■ To do
Every line from the line containing "Return one point per instance of the rocky mountain" through the final line of the data is to be printed exactly; no other line is to appear.

(Extracted data entries)
---

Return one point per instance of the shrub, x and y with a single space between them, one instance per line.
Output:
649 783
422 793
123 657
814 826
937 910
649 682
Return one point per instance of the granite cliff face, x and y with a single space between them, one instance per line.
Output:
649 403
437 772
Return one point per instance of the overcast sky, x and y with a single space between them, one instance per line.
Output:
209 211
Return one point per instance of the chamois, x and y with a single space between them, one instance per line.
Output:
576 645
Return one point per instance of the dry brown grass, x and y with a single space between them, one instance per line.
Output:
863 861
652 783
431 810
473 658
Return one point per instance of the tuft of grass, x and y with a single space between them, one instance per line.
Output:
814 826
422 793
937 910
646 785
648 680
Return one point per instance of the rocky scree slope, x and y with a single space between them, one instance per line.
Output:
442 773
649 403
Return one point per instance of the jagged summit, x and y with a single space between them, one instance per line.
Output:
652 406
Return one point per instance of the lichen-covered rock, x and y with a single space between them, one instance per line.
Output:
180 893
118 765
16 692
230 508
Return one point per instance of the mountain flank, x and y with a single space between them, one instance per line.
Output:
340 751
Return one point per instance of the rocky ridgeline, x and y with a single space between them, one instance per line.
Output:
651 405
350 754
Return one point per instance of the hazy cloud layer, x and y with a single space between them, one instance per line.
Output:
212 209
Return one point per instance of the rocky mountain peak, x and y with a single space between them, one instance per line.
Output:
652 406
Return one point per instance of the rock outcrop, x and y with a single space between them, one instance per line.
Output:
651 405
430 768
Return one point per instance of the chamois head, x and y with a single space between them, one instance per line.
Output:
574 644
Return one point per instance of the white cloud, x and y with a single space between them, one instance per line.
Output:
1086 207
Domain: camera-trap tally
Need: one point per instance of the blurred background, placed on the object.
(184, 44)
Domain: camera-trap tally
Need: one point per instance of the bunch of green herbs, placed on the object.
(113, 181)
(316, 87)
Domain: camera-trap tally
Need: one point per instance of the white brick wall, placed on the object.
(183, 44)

---

■ Reply
Return one point per instance of the rocky mountain peak, x and y with a single space between them, one instance per line.
Output:
652 406
Return one point per instance of the rock outcrop, x and y with a single space between them, one instance per line.
Output:
651 405
430 768
Return one point per instance of the chamois head, x and y with a single space between them, one instance per line.
Output:
574 644
Return one point per instance of the white cloud, x and y with a single space between them, one instance per line.
Output:
1086 207
Domain: camera-trap tally
Need: one point per instance of the blurred background, placed on the object.
(184, 44)
Domain: camera-trap tally
Need: one point per instance of the bunch of green herbs, placed on the object.
(113, 181)
(316, 87)
Domain: camera-trap tally
Need: one point per instance of the white brick wall, placed on the object.
(183, 44)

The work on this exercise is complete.